START Given records

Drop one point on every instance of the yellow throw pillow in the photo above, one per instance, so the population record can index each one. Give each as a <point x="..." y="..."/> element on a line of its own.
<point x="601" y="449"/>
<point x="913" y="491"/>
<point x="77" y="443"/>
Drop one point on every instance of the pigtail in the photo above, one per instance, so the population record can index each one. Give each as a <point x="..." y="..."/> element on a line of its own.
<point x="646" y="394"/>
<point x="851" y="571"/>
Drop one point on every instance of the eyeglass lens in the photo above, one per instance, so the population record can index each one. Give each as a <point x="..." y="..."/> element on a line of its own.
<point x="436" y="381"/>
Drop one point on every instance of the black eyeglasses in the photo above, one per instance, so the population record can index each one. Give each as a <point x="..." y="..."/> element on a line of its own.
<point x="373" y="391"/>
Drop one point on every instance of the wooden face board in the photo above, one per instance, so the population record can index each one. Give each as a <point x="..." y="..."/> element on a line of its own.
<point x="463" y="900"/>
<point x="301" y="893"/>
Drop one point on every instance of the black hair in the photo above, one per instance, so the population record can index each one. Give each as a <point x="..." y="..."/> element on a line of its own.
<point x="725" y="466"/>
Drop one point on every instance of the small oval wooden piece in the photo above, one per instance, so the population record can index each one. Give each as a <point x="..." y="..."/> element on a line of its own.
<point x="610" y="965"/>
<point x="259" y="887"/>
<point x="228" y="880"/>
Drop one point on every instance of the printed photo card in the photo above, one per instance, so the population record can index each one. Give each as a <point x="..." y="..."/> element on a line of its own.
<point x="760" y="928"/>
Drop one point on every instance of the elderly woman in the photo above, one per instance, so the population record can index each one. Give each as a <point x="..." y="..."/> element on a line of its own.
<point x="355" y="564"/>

END Given records
START Given records

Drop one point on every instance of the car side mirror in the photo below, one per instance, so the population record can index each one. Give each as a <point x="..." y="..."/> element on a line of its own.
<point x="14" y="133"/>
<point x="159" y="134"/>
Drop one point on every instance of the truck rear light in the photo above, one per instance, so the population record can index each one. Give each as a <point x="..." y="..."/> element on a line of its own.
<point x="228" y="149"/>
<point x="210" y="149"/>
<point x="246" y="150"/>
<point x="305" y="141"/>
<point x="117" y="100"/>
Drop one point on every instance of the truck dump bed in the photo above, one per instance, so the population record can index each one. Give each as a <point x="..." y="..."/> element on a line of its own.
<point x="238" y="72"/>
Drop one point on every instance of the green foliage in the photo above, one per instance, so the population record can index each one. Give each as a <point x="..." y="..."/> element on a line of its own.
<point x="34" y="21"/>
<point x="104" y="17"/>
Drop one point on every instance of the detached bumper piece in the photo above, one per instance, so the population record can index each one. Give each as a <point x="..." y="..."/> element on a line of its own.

END Given records

→ **What the task asks**
Look above for the line with "Drop one point on every instance of the truck dump"; retype exactly that line, every line after it up to the line with "Drop one point on every instance of the detached", and that line too, nothing else.

→ **Answer to this exercise**
Drop one point on every instance of the truck dump bed in the photo above, one per instance, so the population record can index each one. Give each as a <point x="..." y="..."/> element on a line of its own.
<point x="238" y="72"/>
Drop one point on every instance of the green foliage in the photo above, one per instance, so the population record can index each one. Give each as a <point x="..." y="..."/> element on a line of its own.
<point x="34" y="21"/>
<point x="104" y="17"/>
Drop one point on every instance of the detached bumper piece in the photo above, one per instance, so the population record can index each one. Give each as a <point x="..." y="..."/> element on a line of its own.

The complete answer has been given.